(ACTION ITEM): Every line of the listing below must be printed again exactly, apart from its pictures.

(DATA EXTRACT):
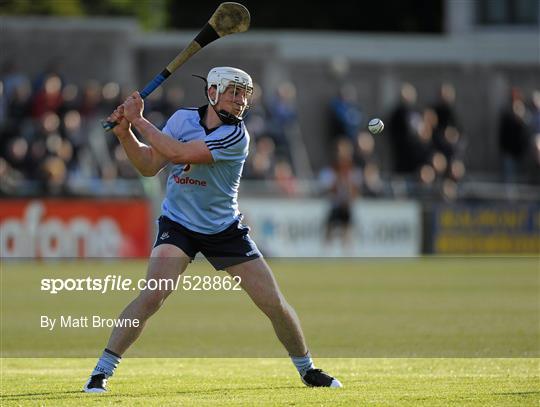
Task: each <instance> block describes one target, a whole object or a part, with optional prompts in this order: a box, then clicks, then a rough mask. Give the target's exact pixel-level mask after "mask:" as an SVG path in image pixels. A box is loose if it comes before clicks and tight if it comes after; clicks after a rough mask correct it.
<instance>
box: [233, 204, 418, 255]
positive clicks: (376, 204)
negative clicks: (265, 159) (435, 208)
mask: <svg viewBox="0 0 540 407" xmlns="http://www.w3.org/2000/svg"><path fill="white" fill-rule="evenodd" d="M239 205H240V211H241V212H242V213H243V214H244V223H246V224H247V225H249V226H250V227H251V232H250V235H251V237H252V238H253V239H254V240H255V242H256V243H257V245H258V246H259V248H260V249H261V250H262V251H263V253H264V254H265V255H266V256H267V257H364V256H365V257H388V256H393V257H401V256H403V257H410V256H417V255H419V254H420V249H421V238H422V236H421V233H422V232H421V231H422V227H421V209H420V205H419V204H418V203H417V202H414V201H385V200H371V201H368V200H363V201H358V202H357V203H356V204H355V205H354V207H353V230H352V234H351V239H350V243H349V244H348V245H347V244H343V241H342V240H341V239H339V238H334V239H332V240H331V241H327V240H326V238H325V227H326V219H327V218H328V213H329V211H330V205H329V203H328V202H327V201H326V200H323V199H255V198H246V199H240V200H239Z"/></svg>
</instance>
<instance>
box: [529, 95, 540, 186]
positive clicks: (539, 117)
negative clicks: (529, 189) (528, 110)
mask: <svg viewBox="0 0 540 407" xmlns="http://www.w3.org/2000/svg"><path fill="white" fill-rule="evenodd" d="M531 127H532V131H533V137H534V146H535V147H534V158H535V160H534V161H535V167H536V168H535V169H534V170H533V171H534V174H535V178H534V180H533V181H534V182H536V183H540V168H539V167H540V90H535V91H534V92H533V95H532V120H531Z"/></svg>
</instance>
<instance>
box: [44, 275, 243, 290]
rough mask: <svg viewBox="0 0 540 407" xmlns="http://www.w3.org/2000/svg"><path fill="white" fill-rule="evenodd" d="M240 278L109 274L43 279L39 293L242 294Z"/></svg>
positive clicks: (222, 276)
mask: <svg viewBox="0 0 540 407" xmlns="http://www.w3.org/2000/svg"><path fill="white" fill-rule="evenodd" d="M241 282H242V279H241V278H240V277H239V276H234V277H231V276H191V275H186V276H180V277H178V278H177V279H176V280H175V279H173V278H159V279H153V278H151V279H144V278H141V279H136V280H132V279H131V278H126V277H123V276H121V275H116V274H108V275H107V276H105V277H104V278H98V277H90V276H87V277H85V278H42V279H41V286H40V290H41V291H44V292H47V293H49V294H58V293H61V292H63V291H69V292H72V291H92V292H97V293H100V294H106V293H108V292H114V291H136V290H139V291H142V290H151V291H177V290H179V289H180V290H184V291H222V290H223V291H241V290H242V288H241V287H240V283H241Z"/></svg>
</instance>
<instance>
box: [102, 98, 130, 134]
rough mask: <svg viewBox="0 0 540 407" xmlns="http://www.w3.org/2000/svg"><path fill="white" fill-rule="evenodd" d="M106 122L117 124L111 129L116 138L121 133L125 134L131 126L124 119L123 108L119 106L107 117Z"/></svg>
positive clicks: (114, 109) (127, 122) (128, 121)
mask: <svg viewBox="0 0 540 407" xmlns="http://www.w3.org/2000/svg"><path fill="white" fill-rule="evenodd" d="M107 121H108V122H116V123H118V124H117V125H116V126H115V127H114V128H113V133H114V134H115V135H116V136H118V135H119V134H121V133H125V132H126V131H128V130H129V129H130V127H131V124H130V123H129V121H128V120H127V119H126V118H125V117H124V106H123V105H120V106H118V107H117V108H116V109H114V112H112V114H111V115H110V116H109V117H107Z"/></svg>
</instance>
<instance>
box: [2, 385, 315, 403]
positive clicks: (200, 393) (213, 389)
mask: <svg viewBox="0 0 540 407" xmlns="http://www.w3.org/2000/svg"><path fill="white" fill-rule="evenodd" d="M301 388H304V387H303V386H272V387H222V388H218V389H208V390H185V391H176V392H168V393H167V394H168V395H174V394H176V395H181V394H183V395H186V394H211V393H223V392H235V391H260V390H284V389H301ZM305 388H308V387H305ZM75 395H76V396H78V397H73V396H75ZM66 396H70V397H69V398H70V399H74V398H81V397H99V398H100V399H101V398H107V399H109V398H113V397H122V398H126V397H133V398H134V397H146V396H147V395H145V394H141V393H137V394H130V393H122V392H118V393H111V392H107V393H104V394H103V393H102V394H95V393H93V394H89V393H84V392H83V391H81V390H79V391H58V392H54V391H50V392H42V393H19V394H17V393H15V394H3V395H2V400H6V401H29V400H37V399H39V400H58V399H63V398H66ZM152 396H156V394H154V393H153V394H152Z"/></svg>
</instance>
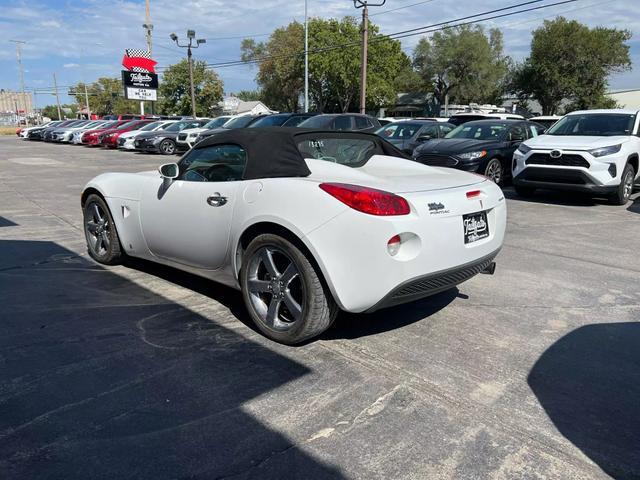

(EXERCISE RESPONSE):
Task: each <instance> block describes one target, a whole object or a part, with optional prompts in this order: a box, then clicks, then a rough mask. Give the target's exact pixel-level mask after "mask:" as an SVG path in image pixels. A box is loose if it comes before clicks and tight if it comes after; clicks after a rough mask correct it.
<instance>
box: [233, 204, 418, 255]
positive clicks: (376, 204)
negative clicks: (265, 159) (435, 208)
mask: <svg viewBox="0 0 540 407" xmlns="http://www.w3.org/2000/svg"><path fill="white" fill-rule="evenodd" d="M239 205H240V211H241V212H242V213H243V214H244V223H246V224H247V225H249V226H250V227H251V232H250V235H251V237H252V238H253V239H254V240H255V242H256V243H257V245H258V246H259V248H260V249H261V250H262V251H263V253H264V254H265V255H266V256H267V257H364V256H365V257H388V256H393V257H401V256H403V257H410V256H417V255H419V254H420V249H421V238H422V236H421V233H422V232H421V231H422V227H421V209H420V205H419V204H418V203H417V202H414V201H385V200H371V201H368V200H363V201H358V202H357V203H356V204H355V205H354V207H353V230H352V234H351V239H350V243H349V244H348V245H347V244H343V241H342V240H341V239H339V238H334V239H332V240H331V241H327V240H326V238H325V227H326V219H327V218H328V213H329V211H330V205H329V203H328V202H327V201H326V200H323V199H255V198H246V199H240V200H239Z"/></svg>
</instance>
<instance>
box: [529, 95, 540, 186]
positive clicks: (539, 117)
negative clicks: (529, 189) (528, 110)
mask: <svg viewBox="0 0 540 407" xmlns="http://www.w3.org/2000/svg"><path fill="white" fill-rule="evenodd" d="M531 127H532V131H533V137H534V146H535V147H534V158H535V160H534V161H535V167H536V168H535V169H534V170H533V171H534V174H535V178H534V180H533V181H534V182H536V183H540V168H539V167H540V90H535V91H534V92H533V95H532V120H531Z"/></svg>
</instance>
<instance>
box: [44, 275, 243, 290]
rough mask: <svg viewBox="0 0 540 407" xmlns="http://www.w3.org/2000/svg"><path fill="white" fill-rule="evenodd" d="M240 278L109 274L43 279L39 293L242 294Z"/></svg>
positive clicks: (222, 276)
mask: <svg viewBox="0 0 540 407" xmlns="http://www.w3.org/2000/svg"><path fill="white" fill-rule="evenodd" d="M241 282H242V279H241V278H240V277H239V276H234V277H231V276H191V275H186V276H180V277H178V278H177V279H176V280H175V279H173V278H159V279H153V278H151V279H144V278H141V279H136V280H132V279H131V278H126V277H123V276H121V275H116V274H108V275H107V276H105V277H104V278H98V277H90V276H87V277H85V278H42V279H41V286H40V290H41V291H44V292H47V293H49V294H58V293H61V292H63V291H69V292H72V291H92V292H97V293H100V294H106V293H108V292H114V291H136V290H139V291H142V290H151V291H177V290H179V289H180V290H184V291H222V290H223V291H241V290H242V288H241V287H240V283H241Z"/></svg>
</instance>
<instance>
box: [102, 98, 130, 134]
rough mask: <svg viewBox="0 0 540 407" xmlns="http://www.w3.org/2000/svg"><path fill="white" fill-rule="evenodd" d="M106 122L117 124L111 129L116 138L121 133L125 134L131 126L124 119L123 108L119 106L107 117Z"/></svg>
positive clicks: (114, 109) (127, 122) (128, 121)
mask: <svg viewBox="0 0 540 407" xmlns="http://www.w3.org/2000/svg"><path fill="white" fill-rule="evenodd" d="M107 121H108V122H116V123H118V124H117V125H116V126H115V127H114V128H113V133H114V134H115V135H116V136H118V135H119V134H121V133H125V132H126V131H128V130H129V129H130V127H131V124H130V123H129V121H128V120H127V119H126V118H125V117H124V106H123V105H120V106H118V107H117V108H116V109H114V112H112V114H111V115H110V116H109V117H107Z"/></svg>
</instance>
<instance>
box: [2, 385, 315, 403]
positive clicks: (200, 393) (213, 389)
mask: <svg viewBox="0 0 540 407" xmlns="http://www.w3.org/2000/svg"><path fill="white" fill-rule="evenodd" d="M301 388H304V387H303V386H272V387H222V388H218V389H208V390H185V391H176V392H168V393H167V394H168V395H174V394H176V395H181V394H183V395H186V394H211V393H223V392H235V391H260V390H284V389H301ZM305 388H308V387H305ZM75 395H76V396H78V397H73V396H75ZM66 396H70V397H69V398H70V399H74V398H81V397H99V398H100V399H101V398H107V399H109V398H113V397H122V398H126V397H133V398H134V397H146V396H147V395H145V394H141V393H137V394H130V393H122V392H118V393H111V392H107V393H104V394H103V393H102V394H95V393H93V394H89V393H84V392H83V391H81V390H79V391H58V392H54V391H50V392H42V393H19V394H17V393H15V394H3V395H2V400H6V401H29V400H37V399H39V400H58V399H63V398H66ZM152 396H156V394H154V393H153V394H152Z"/></svg>
</instance>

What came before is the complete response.